§ REQUIREMENT
Each line from the one that contains "In this exercise you will indicate the wheel" to the end of the material must be quoted exactly; include both end lines and nothing else.

[Collected data entries]
(begin)

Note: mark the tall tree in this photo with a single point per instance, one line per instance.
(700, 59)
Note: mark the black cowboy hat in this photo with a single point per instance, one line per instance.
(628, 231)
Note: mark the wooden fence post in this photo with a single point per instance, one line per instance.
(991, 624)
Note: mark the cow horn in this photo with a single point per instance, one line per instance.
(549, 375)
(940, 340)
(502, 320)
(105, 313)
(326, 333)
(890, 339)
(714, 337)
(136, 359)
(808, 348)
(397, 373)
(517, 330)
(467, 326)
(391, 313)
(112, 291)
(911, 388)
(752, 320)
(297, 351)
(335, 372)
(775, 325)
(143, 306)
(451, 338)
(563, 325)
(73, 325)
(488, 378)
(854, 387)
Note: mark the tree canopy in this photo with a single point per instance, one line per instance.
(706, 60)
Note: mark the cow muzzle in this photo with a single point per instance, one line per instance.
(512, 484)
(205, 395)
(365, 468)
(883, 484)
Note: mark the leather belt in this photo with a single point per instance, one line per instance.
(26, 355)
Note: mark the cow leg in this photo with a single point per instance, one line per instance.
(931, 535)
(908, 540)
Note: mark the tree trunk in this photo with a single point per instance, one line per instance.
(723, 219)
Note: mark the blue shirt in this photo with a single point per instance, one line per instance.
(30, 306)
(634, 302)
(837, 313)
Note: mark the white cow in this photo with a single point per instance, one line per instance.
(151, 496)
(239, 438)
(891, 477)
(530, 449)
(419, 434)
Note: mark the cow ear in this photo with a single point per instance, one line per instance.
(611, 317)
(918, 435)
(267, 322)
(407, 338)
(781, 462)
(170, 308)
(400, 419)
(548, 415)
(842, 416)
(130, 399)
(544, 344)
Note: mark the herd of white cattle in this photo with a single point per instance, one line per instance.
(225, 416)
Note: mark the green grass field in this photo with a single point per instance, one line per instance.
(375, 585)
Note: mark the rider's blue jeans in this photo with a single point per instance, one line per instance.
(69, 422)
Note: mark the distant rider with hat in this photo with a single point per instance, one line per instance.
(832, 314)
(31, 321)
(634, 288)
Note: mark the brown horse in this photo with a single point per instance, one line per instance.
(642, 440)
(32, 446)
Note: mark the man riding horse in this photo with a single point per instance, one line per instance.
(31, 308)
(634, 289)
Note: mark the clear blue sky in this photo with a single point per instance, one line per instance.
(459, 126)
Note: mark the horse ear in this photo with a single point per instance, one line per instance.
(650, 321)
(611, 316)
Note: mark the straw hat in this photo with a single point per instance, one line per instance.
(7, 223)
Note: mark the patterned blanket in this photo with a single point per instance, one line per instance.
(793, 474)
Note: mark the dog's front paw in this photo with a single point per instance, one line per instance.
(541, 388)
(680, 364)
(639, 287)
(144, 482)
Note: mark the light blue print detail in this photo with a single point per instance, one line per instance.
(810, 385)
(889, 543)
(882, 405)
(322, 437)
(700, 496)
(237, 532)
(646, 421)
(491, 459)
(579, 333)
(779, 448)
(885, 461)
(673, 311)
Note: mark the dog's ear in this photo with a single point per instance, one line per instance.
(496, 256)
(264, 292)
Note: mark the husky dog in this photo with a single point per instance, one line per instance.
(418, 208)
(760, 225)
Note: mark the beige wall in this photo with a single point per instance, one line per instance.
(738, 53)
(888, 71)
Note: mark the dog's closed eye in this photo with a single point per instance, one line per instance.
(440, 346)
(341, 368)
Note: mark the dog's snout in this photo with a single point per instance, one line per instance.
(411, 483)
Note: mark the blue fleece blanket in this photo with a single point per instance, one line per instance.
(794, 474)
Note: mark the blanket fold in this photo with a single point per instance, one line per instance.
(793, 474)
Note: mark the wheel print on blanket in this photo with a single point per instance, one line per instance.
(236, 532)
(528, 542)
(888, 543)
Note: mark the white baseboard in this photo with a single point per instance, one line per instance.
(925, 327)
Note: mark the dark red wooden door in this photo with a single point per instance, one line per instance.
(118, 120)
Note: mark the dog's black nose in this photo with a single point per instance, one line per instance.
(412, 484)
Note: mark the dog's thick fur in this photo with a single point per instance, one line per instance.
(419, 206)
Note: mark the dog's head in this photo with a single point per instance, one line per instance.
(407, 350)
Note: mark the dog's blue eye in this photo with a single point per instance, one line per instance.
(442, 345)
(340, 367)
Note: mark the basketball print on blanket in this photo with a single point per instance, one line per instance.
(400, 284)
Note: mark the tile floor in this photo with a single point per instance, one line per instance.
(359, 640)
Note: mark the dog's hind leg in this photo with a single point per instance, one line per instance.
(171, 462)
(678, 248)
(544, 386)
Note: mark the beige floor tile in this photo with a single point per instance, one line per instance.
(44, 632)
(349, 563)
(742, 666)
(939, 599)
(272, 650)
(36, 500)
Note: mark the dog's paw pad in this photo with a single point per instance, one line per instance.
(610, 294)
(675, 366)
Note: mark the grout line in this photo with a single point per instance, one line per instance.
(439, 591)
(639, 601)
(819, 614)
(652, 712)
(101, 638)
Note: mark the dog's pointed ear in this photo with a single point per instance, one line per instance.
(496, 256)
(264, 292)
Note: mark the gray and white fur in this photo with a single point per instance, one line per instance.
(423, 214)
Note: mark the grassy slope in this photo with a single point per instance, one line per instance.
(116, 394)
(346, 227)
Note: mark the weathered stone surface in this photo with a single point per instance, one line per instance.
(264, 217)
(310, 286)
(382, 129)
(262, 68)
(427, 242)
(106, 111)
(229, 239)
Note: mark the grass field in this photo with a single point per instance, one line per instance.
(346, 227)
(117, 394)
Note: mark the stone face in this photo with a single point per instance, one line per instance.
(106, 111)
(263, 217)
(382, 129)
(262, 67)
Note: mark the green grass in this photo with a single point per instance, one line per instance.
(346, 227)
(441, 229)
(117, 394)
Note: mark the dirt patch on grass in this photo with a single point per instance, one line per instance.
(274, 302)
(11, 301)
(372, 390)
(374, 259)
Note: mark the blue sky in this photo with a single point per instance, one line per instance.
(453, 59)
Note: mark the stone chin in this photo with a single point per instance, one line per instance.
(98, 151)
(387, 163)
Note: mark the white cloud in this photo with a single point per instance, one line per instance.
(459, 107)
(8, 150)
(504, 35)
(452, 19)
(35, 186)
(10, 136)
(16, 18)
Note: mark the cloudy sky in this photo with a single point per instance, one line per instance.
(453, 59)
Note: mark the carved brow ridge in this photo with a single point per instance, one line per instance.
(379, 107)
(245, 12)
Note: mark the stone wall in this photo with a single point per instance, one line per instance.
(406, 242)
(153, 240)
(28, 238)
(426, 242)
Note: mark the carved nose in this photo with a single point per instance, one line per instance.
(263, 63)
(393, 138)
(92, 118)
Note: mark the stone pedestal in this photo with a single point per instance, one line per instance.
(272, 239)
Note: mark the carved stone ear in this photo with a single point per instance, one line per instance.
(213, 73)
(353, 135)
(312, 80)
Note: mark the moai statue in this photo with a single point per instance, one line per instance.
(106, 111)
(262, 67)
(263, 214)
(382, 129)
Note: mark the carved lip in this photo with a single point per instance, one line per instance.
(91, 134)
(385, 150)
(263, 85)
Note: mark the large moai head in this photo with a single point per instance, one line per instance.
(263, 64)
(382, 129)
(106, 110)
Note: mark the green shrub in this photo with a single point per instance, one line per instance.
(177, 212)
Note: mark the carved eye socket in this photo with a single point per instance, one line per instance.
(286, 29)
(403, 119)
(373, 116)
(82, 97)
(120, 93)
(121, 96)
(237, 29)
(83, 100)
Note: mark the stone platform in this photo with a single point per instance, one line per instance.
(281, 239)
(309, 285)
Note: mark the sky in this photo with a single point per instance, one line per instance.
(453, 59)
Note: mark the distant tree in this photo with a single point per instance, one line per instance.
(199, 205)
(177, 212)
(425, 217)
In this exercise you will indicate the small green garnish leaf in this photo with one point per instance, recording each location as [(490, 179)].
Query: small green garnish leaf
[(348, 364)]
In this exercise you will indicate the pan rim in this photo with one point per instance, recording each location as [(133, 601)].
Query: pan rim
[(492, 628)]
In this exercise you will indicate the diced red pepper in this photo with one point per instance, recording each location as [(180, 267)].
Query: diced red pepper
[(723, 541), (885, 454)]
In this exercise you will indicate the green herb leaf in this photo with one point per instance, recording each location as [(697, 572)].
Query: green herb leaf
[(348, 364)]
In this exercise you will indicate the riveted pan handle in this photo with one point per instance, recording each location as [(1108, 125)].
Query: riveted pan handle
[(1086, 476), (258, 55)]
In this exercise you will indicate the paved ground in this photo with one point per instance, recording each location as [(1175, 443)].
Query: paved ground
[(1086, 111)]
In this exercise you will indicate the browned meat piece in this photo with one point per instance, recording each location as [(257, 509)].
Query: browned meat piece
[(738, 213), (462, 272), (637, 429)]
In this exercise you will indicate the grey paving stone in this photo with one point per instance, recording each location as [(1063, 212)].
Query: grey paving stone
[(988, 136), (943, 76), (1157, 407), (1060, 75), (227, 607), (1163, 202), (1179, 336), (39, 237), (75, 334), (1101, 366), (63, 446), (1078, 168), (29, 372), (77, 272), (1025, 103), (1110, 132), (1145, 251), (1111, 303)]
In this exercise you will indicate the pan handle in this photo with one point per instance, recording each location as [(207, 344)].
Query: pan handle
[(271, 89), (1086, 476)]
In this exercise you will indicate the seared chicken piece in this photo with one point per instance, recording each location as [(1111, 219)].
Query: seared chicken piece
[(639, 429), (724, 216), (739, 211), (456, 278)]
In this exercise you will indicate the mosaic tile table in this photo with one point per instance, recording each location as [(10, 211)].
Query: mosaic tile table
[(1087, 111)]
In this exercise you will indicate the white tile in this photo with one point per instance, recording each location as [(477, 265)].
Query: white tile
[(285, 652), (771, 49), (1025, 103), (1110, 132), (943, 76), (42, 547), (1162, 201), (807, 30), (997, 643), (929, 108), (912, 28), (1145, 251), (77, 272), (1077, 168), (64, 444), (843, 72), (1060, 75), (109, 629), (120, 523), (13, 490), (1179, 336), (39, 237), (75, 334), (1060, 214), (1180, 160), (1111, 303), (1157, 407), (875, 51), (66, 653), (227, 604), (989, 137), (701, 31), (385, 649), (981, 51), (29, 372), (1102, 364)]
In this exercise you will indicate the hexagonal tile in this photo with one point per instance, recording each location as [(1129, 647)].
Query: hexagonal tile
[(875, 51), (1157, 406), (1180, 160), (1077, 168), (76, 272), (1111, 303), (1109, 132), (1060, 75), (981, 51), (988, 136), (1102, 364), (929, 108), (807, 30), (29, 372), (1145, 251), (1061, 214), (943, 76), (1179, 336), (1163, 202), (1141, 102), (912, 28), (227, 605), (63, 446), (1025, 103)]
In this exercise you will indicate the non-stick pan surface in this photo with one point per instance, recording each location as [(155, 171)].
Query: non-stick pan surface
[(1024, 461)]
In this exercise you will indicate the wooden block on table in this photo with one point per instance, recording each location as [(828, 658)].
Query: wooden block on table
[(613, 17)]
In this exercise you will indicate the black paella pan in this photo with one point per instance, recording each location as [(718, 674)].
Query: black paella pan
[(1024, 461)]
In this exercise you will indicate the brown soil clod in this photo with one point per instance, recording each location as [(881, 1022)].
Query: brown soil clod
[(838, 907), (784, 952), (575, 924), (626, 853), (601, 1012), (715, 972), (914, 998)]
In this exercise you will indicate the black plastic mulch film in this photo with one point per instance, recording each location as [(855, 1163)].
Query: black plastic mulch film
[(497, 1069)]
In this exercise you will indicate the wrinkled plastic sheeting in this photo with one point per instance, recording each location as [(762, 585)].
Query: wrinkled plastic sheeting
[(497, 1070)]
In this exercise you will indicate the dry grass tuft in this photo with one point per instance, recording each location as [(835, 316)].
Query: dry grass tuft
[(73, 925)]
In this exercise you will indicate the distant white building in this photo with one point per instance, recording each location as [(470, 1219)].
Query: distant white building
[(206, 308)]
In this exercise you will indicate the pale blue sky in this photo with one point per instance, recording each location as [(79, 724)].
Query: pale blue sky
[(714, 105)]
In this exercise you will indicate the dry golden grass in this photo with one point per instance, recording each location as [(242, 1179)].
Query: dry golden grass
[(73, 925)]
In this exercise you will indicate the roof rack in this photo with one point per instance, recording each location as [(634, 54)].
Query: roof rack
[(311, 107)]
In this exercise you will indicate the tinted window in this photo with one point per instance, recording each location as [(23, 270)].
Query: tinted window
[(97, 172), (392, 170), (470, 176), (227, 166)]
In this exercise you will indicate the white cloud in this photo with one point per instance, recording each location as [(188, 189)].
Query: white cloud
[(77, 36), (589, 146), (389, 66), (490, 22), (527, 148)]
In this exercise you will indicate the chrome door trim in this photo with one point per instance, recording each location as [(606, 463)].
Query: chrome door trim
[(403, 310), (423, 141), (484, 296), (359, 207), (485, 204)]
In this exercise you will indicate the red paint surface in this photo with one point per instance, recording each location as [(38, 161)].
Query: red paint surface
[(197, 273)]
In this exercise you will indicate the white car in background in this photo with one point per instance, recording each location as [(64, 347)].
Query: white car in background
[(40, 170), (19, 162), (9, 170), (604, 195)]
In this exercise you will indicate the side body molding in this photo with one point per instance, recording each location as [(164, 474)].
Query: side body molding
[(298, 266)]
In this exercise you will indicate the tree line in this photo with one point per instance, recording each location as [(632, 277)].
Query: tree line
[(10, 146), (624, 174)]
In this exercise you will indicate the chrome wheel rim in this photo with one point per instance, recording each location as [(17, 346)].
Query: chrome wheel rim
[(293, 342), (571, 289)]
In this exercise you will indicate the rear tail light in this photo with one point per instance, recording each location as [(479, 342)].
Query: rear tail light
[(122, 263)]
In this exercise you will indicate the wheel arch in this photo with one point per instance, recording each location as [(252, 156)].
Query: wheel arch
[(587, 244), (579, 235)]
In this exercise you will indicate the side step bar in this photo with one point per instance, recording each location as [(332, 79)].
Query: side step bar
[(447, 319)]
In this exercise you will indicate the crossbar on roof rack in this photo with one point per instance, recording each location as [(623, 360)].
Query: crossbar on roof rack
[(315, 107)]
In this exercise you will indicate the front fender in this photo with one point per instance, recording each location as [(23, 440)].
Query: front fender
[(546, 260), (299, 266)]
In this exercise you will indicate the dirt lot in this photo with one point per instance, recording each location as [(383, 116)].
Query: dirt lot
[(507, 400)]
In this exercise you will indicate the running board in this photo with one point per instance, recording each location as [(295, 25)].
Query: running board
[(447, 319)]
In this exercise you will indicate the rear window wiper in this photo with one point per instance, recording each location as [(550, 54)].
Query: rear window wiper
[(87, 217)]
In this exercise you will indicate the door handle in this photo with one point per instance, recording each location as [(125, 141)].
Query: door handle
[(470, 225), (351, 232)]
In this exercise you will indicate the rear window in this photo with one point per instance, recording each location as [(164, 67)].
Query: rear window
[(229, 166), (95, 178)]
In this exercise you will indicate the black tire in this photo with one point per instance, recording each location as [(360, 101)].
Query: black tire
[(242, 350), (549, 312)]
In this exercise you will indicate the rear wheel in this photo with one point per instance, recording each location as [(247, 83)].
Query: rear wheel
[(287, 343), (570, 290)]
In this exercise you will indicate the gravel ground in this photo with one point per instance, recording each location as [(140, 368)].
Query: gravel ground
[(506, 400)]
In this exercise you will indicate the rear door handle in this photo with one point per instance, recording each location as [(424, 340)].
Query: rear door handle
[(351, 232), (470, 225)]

(end)

§ PROBLEM SOLUTION
In this exercise you will indicate the wheel arch in this photo with one point per instance, recording each location as [(252, 156)].
Query: wheel arch
[(587, 244), (579, 235)]
In this exercise you will indicate the side step bar in this photo with one point per instance, recording each location as [(332, 79)].
Query: side step bar
[(447, 319)]
In this exercise you will indicate the crossbar on roof rack in this photo with one point per instance, recording each location as [(623, 360)].
Query: crossbar on roof rack
[(315, 107)]
In this exercise you will indicate the front fender in this photo with one point per instance, recording each location as [(23, 440)].
Query: front fender
[(546, 260), (299, 266)]
In this exercise you will indicate the dirt lot in this photo with one point per instance, recording each location as [(383, 116)].
Query: dirt lot
[(507, 400)]
In this exercise you will indicate the running board in this photo with one point per instance, recording each location as [(295, 25)].
Query: running board
[(447, 319)]
In this exercise you will indicate the rear window wiper in this photo with one point per instance, recording each location as [(550, 54)].
Query: rear window wiper
[(87, 217)]
In this exercise you will indicate the door handle in this photo with one point per instance, recording each location as [(125, 141)].
Query: door handle
[(470, 225), (351, 232)]
In this exercise you will indicate the rear window in this photo with one point per instance, recording each location as [(164, 67)].
Query: rear window
[(229, 166), (95, 178)]
In this exercise you will indicate the black tire in this photo with one point per instance, recording each location as [(360, 101)].
Query: black tire
[(242, 350), (549, 312)]
In this exercise you will indicate the rear wheel in this photo with one point per instance, recording each location as [(247, 83)].
Query: rear wheel
[(287, 343), (570, 290)]
In this exercise you will indicate the gravel ground in this photo with one point per instance, recording each location as [(140, 368)].
Query: gravel ground
[(506, 400)]
In this exercise you will indicate the rear door handle in this photo with one point per instance, recording each location as [(424, 340)].
Query: rear door handle
[(351, 232), (470, 225)]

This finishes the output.